The World Health Organisation (WHO) said on Friday that 4,033 people are known to have died in the worst Ebola outbreak on record, out of 8,399 cases.
It added that the virus had become “entrenched” in the capital cities of the worst affected West African countries.
The UN has said its billion-dollar appeal to fight Ebola has only been partially funded.
The charity Médecins Sans Frontières/Doctors Without Borders says there has been a sudden sharp increase in suspected Ebola cases in Guinea.
Its treatment centre at Guéckédou near the Liberian border is the epicentre of the epidemic which began in March.
By July case numbers had appeared to go down in the West African country, suggesting the end of the outbreak might be near.
But since the beginning of October a rise in the number of patients has been reported both at Guéckédou, and particularly in the capital Conakry, the first major West African city to be affected.
MSF is now caring for 120 people in the two locations, of whom 85 are confirmed to have the virus.
Dr Bruce Aylward, the WHO’s Assistant Director-General, speaking from Sierra Leone, predicted that Ebola would be brought under control.

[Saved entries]
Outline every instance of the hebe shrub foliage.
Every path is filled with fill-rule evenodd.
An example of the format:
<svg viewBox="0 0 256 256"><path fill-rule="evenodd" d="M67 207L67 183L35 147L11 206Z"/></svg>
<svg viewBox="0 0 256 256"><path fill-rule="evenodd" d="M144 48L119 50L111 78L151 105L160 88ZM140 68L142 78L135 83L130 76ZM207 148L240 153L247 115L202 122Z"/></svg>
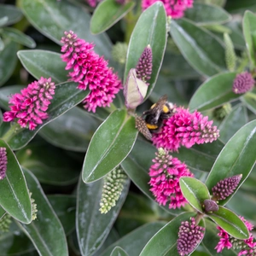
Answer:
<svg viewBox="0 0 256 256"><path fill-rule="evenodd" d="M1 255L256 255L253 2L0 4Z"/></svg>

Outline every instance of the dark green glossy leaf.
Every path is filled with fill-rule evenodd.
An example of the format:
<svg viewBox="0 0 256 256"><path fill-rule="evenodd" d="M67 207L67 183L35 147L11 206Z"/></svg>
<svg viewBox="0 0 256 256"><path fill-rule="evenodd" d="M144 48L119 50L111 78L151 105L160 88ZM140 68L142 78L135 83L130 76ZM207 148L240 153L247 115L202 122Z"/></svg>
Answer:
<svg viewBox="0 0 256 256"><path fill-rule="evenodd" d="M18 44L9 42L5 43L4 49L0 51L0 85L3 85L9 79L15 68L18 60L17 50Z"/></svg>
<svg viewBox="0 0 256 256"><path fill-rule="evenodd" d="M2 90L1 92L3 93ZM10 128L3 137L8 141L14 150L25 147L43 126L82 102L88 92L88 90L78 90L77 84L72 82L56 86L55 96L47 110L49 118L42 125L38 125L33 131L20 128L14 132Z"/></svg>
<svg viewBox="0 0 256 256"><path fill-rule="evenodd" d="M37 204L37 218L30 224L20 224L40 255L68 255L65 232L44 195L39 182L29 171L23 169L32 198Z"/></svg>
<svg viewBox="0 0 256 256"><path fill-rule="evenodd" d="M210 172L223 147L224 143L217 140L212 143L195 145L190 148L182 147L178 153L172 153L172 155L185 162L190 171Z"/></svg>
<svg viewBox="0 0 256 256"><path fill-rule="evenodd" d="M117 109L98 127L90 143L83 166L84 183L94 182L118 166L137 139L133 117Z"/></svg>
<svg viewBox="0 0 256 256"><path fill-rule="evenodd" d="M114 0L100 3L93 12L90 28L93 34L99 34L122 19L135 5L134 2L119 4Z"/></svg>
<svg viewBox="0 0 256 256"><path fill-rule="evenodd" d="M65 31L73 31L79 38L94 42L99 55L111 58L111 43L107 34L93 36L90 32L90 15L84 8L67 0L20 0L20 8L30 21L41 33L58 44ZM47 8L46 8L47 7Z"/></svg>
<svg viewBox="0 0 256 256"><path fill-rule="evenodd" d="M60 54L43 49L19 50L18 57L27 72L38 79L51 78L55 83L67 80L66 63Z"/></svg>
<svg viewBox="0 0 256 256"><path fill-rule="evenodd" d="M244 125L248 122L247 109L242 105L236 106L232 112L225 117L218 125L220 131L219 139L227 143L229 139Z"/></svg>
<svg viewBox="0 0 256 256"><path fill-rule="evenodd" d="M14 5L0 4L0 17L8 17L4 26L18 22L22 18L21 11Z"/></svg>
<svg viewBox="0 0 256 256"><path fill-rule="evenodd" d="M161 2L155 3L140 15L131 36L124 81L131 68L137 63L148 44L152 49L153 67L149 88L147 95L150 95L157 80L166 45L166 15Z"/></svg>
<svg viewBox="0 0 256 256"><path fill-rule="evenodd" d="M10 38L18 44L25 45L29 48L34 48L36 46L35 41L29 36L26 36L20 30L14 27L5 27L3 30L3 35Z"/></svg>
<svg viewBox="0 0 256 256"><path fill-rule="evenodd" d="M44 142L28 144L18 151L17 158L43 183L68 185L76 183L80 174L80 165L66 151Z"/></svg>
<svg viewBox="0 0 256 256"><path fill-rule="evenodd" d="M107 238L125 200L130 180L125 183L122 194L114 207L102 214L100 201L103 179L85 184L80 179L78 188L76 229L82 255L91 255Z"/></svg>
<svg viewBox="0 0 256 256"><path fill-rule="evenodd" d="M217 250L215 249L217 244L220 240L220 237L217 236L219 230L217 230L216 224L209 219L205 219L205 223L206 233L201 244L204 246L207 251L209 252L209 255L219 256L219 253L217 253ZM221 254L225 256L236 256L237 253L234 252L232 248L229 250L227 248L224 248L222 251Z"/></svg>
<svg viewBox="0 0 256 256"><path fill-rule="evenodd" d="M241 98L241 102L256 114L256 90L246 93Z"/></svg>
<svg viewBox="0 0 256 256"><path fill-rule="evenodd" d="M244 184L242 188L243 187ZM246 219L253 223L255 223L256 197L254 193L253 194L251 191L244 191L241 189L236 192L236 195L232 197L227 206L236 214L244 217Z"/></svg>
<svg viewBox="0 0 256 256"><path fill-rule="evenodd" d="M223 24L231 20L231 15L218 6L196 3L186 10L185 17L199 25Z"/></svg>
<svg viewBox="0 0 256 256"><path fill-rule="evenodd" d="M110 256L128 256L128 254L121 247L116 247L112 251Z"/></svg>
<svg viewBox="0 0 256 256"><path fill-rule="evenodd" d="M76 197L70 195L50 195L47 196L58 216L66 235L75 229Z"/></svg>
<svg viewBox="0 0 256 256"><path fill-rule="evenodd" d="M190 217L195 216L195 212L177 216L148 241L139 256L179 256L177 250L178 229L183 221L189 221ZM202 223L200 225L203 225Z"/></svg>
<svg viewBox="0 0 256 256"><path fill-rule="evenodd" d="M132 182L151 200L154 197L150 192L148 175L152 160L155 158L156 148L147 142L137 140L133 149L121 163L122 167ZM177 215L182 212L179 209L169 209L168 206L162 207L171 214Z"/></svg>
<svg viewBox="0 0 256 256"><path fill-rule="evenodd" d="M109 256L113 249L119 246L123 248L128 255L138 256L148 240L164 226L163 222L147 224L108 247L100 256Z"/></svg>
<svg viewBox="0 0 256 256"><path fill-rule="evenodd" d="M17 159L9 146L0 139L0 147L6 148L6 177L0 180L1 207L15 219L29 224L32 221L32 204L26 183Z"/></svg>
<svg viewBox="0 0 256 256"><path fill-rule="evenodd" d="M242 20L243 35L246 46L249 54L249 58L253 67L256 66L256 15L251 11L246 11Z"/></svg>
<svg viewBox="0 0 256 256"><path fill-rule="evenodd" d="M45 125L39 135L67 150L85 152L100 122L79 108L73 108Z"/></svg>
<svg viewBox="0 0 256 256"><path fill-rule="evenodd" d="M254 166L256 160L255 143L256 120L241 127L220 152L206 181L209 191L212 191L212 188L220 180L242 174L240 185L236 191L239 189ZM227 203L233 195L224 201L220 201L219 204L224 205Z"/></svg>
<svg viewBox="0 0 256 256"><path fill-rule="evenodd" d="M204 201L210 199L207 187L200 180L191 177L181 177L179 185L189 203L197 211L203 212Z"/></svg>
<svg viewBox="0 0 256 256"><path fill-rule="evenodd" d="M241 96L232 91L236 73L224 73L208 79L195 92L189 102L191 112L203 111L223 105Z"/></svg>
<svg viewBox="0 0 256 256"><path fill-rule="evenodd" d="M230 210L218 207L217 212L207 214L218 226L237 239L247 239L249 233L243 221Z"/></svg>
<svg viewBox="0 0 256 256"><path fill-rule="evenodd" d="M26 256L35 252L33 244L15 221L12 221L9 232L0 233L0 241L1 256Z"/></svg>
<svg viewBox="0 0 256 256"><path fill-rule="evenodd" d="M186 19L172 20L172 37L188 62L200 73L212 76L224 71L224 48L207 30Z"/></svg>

» Work instruction 1:
Copy the Ebola report word for word, beginning at the words "It added that" and stopping after "been partially funded.".
» Work instruction 2:
Carry the Ebola report on from its last sentence.
The lines here are separate from the Ebola report.

» Final answer 1:
It added that the virus had become “entrenched” in the capital cities of the worst affected West African countries.
The UN has said its billion-dollar appeal to fight Ebola has only been partially funded.

» Final answer 2:
“We have to look at how people bury people, how they care for the sick in this country, and you have to do that against the background and backdrop of a very weak health system. It takes a long time to change practices which have evolved over hundreds, perhaps thousands of years. So these things are going to take time, and the virus is not giving them very much time,” he said.
Europe has also become embroiled but the European Commission health spokesman has said it’s “highly improbable” that Ebola will spread further across the continent.
In France a possible case reported at a Paris hospital turned out to be a false alarm.
The prime minister has warned the authorities and the media not to provoke panic among the population.
An information hotline is being set up from this weekend. Tighter checks at French airports are likely in the coming days.
Numerous countries, including the UK, say they are boosting their screening of passengers for signs of Ebola.